§ To do: The entries that follow are to be duplicated in full, character for character.

§ Data provided:
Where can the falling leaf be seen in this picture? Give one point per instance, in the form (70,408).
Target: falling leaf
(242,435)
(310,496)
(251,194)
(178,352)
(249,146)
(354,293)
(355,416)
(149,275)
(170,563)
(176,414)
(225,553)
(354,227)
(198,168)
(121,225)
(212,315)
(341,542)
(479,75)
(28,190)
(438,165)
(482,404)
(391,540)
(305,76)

§ Solution for this task:
Where can the falling leaf be seen in this picture? Give one point per instance, in the form (70,408).
Target: falling leaf
(242,435)
(310,496)
(251,194)
(178,352)
(249,146)
(354,293)
(355,416)
(149,275)
(170,563)
(176,414)
(225,553)
(354,227)
(198,168)
(121,225)
(212,315)
(341,542)
(479,75)
(28,190)
(438,165)
(482,404)
(391,540)
(305,76)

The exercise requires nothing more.